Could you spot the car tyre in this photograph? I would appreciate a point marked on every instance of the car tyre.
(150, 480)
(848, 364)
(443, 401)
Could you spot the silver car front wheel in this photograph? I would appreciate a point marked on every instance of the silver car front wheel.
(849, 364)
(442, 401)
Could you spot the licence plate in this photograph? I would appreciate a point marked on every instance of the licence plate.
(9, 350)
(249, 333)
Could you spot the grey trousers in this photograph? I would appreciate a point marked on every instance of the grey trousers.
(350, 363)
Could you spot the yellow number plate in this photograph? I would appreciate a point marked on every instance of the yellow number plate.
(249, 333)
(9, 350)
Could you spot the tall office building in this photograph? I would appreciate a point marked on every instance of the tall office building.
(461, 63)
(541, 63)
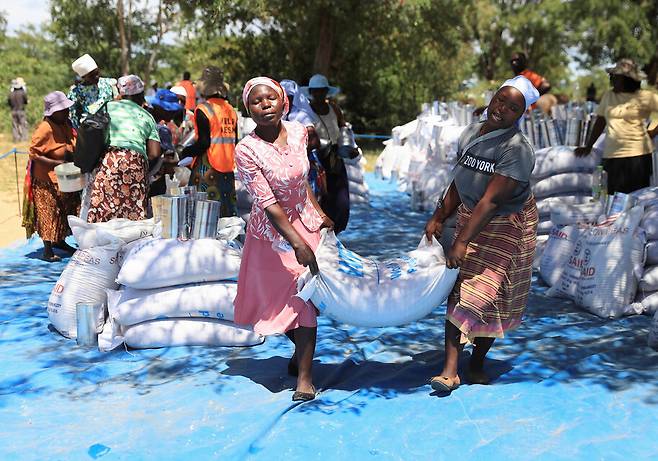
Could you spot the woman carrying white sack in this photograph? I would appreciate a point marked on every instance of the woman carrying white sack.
(283, 230)
(496, 232)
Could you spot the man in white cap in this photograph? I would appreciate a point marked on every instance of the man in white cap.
(17, 101)
(92, 92)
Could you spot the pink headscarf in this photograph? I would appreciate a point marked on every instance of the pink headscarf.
(276, 86)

• _HOW TO COMPLETE THIS TASK_
Copy every entry above exactly as it stands, but leave the pictures out.

• _RESULT OF THE EXERCISE_
Could you spot the car tyre in this photograph? I would appreciate a point marked on every instance of the car tyre.
(150, 480)
(848, 364)
(443, 401)
Could you spot the silver car front wheel in this photograph? I would appreciate a point marked on every instance of the silver car front wheel.
(849, 364)
(442, 401)
Could you spot the licence plate in this photograph? I would appreciate a point marked on every instance of the licence plate.
(9, 350)
(249, 333)
Could you spot the grey trousers in this photograph? I would appreciate a point marked on every instance of the grey trousers.
(350, 363)
Could you spot the yellow number plate in this photograph? I would appreciate a point marked on every instance of the yellow number plate.
(249, 333)
(9, 350)
Could you spot the tall office building in this photograph? I would appreciate a point marked on every instance of the tall office building.
(461, 63)
(541, 63)
Could you spot the woman carrying white sack in this photograph? I would appreciate a point marked on every instance of the woman carrying white sack.
(283, 230)
(496, 232)
Could you spot the man in white cap in this photograph? I would appreciate a point marked on every instance of the man in white cap.
(17, 101)
(92, 92)
Could you spot the pink headscarf in this photograph? I would appreciate a point marked on every instance of the pink headscarf.
(276, 86)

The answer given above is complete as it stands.